Region labeling records:
>>
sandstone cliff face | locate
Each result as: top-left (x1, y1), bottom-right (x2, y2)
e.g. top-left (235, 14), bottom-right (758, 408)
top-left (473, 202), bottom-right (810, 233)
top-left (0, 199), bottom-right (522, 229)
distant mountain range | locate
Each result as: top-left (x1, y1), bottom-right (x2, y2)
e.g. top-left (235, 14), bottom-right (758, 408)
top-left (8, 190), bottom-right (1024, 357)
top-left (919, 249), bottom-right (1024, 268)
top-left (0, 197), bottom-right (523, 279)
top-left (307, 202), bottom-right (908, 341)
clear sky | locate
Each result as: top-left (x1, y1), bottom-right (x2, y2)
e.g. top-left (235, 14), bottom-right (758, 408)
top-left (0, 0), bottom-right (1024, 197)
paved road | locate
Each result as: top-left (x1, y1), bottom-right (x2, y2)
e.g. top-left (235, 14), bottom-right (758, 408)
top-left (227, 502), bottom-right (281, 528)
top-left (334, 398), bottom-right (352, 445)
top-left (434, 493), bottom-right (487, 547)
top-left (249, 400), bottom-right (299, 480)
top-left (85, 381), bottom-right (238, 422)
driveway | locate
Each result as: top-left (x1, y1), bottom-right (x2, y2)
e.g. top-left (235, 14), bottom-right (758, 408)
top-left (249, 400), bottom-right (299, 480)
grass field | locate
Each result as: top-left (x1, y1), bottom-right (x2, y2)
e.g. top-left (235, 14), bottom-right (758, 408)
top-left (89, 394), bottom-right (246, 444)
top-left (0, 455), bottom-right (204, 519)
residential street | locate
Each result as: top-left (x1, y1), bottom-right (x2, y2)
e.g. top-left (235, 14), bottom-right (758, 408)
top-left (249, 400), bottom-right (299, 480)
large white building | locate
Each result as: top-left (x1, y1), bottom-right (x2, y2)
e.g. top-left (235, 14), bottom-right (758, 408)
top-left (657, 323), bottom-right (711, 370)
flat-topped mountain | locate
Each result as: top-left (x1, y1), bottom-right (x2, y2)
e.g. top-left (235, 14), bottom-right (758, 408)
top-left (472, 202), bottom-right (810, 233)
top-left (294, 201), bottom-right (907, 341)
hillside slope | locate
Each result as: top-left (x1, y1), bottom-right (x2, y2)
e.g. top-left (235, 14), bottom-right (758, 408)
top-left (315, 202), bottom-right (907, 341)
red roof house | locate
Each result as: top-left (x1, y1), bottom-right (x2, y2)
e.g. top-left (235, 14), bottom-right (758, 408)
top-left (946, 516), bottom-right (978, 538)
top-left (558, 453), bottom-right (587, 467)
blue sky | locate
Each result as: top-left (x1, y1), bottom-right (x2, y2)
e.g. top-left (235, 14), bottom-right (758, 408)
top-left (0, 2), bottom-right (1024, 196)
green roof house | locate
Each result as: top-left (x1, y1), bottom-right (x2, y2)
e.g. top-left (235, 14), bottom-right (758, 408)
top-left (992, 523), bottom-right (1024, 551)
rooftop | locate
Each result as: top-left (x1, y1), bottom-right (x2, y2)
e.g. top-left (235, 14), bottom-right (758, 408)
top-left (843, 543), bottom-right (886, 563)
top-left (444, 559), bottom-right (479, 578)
<<
>>
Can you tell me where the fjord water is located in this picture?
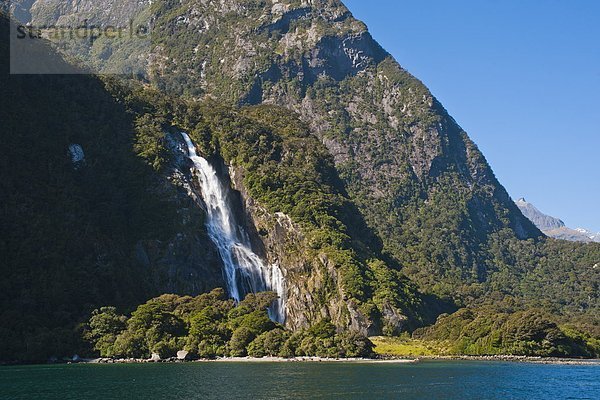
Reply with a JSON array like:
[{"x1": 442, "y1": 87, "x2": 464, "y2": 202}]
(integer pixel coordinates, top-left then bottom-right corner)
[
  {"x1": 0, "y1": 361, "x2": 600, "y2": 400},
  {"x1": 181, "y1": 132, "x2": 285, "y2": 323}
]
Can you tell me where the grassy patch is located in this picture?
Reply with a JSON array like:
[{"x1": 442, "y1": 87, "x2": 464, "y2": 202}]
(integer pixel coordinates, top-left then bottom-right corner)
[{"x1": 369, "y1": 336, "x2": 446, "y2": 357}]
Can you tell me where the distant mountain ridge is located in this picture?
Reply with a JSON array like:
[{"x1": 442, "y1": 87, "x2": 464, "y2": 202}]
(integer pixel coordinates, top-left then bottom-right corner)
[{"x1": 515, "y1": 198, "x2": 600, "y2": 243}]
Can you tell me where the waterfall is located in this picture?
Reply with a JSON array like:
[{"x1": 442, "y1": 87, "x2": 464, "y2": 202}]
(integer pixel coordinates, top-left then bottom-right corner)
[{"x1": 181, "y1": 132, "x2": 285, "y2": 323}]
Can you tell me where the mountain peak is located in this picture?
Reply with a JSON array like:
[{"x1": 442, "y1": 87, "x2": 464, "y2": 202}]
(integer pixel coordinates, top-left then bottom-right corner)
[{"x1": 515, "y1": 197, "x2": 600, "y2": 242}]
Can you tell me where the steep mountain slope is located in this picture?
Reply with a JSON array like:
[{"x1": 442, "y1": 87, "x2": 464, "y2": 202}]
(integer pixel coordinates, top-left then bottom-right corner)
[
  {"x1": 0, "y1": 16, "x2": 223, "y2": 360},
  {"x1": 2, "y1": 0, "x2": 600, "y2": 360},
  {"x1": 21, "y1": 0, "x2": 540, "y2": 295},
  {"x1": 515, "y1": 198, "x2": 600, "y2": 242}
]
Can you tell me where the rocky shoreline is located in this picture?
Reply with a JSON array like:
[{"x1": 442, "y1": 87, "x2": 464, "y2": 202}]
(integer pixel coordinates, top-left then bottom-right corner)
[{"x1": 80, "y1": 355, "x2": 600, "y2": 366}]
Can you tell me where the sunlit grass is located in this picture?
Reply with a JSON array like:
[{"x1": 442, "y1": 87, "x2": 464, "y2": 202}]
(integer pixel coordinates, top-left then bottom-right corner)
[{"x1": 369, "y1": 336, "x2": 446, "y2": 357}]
<<
- [Exercise] Can you copy out, word for word, the part of the records that opens with the line containing "sandstone cliff face | locate" and closes with the line containing "top-left (0, 199), bottom-right (522, 229)", with both of those lines included?

- [The answer]
sandstone cliff face | locate
Each result as: top-left (x1, y1), bottom-right (x2, y2)
e.g. top-left (235, 14), bottom-right (758, 408)
top-left (473, 202), bottom-right (810, 233)
top-left (0, 199), bottom-right (522, 229)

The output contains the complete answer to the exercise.